Rows with labeled objects and pointing coordinates:
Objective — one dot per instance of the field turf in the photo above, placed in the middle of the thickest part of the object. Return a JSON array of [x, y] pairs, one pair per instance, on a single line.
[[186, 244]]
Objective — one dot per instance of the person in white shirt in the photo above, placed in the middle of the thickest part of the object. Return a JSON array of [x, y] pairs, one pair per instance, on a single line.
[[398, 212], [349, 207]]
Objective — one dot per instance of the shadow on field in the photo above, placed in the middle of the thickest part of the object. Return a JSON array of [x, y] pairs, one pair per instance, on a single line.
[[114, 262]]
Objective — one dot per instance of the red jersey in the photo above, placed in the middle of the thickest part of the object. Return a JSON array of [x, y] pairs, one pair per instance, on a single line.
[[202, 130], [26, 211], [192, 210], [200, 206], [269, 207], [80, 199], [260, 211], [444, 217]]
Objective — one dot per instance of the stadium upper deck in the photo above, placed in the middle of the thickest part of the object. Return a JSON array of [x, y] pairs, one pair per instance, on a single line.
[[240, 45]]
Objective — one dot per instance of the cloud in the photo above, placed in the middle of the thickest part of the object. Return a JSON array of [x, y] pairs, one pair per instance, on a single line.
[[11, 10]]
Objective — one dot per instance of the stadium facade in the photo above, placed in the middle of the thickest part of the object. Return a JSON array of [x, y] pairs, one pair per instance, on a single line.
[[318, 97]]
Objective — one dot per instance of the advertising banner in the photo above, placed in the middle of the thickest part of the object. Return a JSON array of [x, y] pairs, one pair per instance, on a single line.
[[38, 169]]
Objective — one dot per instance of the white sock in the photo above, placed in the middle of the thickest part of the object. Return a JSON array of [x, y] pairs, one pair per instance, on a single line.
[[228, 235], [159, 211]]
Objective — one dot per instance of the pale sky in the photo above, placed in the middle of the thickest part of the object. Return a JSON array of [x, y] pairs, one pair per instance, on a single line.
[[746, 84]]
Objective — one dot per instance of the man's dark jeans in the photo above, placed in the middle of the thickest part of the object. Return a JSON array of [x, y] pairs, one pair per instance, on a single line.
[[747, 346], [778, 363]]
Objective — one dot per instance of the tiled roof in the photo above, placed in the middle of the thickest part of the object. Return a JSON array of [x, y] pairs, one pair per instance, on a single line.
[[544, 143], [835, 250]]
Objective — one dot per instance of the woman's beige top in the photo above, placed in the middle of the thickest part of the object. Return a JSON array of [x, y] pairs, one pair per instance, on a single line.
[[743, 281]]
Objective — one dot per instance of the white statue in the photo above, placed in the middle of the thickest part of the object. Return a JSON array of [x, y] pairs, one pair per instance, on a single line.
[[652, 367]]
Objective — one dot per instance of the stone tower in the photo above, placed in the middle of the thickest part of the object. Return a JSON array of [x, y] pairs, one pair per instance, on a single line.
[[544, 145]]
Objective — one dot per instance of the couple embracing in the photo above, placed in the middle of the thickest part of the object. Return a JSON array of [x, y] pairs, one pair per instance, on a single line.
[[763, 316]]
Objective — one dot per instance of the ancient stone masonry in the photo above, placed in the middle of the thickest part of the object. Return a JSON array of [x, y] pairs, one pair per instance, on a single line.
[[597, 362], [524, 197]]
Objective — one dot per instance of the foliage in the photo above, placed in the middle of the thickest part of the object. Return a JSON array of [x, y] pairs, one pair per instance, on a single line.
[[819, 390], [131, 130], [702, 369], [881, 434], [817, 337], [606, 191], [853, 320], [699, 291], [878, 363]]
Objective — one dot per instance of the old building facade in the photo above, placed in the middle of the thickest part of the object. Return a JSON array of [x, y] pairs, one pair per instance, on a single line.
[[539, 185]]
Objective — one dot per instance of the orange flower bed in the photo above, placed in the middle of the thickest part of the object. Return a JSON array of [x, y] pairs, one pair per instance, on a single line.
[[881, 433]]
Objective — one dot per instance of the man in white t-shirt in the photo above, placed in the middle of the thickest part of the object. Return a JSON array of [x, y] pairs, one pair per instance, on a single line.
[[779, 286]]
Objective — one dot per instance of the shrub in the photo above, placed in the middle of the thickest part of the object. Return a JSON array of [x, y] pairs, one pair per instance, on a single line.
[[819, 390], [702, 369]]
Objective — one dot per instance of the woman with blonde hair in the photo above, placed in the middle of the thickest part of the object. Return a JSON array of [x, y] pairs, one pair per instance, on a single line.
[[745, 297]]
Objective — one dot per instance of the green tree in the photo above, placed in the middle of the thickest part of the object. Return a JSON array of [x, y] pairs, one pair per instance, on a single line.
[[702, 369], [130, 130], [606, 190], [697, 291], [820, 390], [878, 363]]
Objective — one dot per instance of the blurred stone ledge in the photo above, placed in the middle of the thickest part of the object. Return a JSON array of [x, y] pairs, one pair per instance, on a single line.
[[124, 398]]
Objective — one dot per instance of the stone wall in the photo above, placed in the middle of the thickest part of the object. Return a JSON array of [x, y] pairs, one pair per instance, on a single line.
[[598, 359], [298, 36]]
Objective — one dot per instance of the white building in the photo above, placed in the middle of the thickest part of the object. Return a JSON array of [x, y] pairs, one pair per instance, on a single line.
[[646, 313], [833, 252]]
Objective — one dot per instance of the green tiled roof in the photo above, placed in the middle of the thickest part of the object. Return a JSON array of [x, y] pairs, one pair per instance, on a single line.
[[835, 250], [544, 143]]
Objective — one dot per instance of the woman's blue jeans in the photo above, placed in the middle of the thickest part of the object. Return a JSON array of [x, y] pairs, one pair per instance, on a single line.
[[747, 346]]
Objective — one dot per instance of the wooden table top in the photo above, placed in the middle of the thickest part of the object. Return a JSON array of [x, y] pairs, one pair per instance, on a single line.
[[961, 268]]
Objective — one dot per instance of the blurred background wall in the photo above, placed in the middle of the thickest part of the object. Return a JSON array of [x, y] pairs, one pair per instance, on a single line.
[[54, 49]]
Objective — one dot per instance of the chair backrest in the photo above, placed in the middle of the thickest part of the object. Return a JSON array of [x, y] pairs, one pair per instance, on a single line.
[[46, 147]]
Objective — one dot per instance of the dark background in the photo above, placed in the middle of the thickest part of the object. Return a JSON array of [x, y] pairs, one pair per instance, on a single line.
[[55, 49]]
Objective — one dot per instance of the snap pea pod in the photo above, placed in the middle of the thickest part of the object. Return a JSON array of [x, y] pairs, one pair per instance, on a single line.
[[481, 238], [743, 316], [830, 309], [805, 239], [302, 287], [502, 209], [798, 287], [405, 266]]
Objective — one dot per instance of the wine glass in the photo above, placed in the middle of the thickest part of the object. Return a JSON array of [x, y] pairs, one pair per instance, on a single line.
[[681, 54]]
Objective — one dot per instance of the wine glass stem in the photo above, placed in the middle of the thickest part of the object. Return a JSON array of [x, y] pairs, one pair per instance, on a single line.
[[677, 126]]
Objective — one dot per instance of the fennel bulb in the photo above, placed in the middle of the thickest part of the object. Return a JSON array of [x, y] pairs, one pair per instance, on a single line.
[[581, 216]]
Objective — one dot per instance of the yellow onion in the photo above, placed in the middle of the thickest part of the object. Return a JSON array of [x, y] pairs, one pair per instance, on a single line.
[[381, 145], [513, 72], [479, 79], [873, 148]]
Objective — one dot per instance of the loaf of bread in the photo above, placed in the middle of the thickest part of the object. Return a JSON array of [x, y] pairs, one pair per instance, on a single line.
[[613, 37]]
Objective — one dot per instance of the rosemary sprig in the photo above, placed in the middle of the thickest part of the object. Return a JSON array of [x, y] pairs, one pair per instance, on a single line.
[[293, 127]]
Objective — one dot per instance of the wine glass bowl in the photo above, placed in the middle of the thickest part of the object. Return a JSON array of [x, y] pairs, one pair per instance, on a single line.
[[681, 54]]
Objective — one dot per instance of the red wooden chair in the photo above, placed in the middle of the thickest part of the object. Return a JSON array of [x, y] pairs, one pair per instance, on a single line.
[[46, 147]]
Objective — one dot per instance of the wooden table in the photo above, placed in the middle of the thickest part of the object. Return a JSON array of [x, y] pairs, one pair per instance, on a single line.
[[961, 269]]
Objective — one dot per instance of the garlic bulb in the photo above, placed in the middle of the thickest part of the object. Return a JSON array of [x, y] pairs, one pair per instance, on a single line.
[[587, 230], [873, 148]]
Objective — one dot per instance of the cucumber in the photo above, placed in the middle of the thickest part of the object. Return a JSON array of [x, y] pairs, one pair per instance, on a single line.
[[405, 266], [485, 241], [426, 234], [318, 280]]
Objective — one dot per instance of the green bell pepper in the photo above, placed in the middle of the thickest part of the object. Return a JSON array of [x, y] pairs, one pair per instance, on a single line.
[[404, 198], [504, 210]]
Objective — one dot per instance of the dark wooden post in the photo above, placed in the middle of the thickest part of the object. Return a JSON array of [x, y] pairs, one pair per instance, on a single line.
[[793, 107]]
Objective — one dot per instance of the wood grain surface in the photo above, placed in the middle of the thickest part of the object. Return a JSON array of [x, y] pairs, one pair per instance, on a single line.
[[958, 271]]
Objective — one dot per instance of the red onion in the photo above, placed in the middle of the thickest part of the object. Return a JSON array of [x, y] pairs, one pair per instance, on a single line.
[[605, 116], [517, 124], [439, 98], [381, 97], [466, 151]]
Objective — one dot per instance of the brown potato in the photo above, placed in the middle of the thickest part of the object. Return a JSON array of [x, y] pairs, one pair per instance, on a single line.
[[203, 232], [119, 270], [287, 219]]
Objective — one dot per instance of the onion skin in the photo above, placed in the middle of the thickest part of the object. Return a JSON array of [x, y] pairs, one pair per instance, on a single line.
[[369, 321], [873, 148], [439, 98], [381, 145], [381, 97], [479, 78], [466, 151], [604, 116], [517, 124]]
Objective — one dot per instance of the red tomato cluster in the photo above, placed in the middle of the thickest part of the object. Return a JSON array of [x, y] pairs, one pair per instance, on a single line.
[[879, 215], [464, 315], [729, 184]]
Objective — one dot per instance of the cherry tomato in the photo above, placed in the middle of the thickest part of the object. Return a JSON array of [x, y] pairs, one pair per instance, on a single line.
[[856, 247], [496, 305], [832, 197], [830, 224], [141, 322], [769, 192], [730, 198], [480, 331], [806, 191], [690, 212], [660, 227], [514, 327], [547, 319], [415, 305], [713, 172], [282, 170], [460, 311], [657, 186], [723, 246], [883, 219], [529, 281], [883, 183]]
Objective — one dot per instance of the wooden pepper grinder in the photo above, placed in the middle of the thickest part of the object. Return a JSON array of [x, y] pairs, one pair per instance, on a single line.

§ WHAT YOU SHOULD DO
Copy out, without any change, the rows starting at the line containing "Objective — one dot per instance of the advertising" and ending at the line containing "[[652, 367]]", including both of those lines.

§ IN RESPONSE
Objective — one dot per instance of the advertising banner in the photo above, placed in the middle of the thickest part of the object. Return a JSON array of [x, y] pairs, one pair per instance, on a single line.
[[38, 169]]
Objective — one dot per instance of the white sock in the photo above, placed in the middle of the thickest part of the object. Return a JSON array of [x, y] pairs, one pair per instance, on a single line.
[[228, 235], [159, 211]]
Objective — one dot per instance of the pale sky in the photo above, placed in the middle of the thickest part of the object. Return a JSON array of [x, y] pairs, one pair per instance, on a single line.
[[746, 84]]
Objective — one dot per instance of the man's dark jeans in the photo above, placed in the middle of the thickest part of the object. Return a JSON array of [x, y] pairs, one pair per instance, on a single line.
[[747, 346], [778, 363]]
Objective — one dot per instance of the tiled roof in the photo above, placed in the middle of the thickest part of the object. Return a JSON array of [x, y] pairs, one pair per instance, on a single line.
[[544, 143], [835, 250]]
Objective — one dot per instance of the woman's beige top in the photo above, placed in the middle of the thickest part of the object. Return a JSON array of [x, y] pairs, one pair per instance, on a single line.
[[743, 281]]
Objective — one dot per instance of the white statue in the photo above, placed in the middle of the thickest part of the object. Return a JSON array of [x, y] pairs, one pair per instance, on a single line.
[[652, 367]]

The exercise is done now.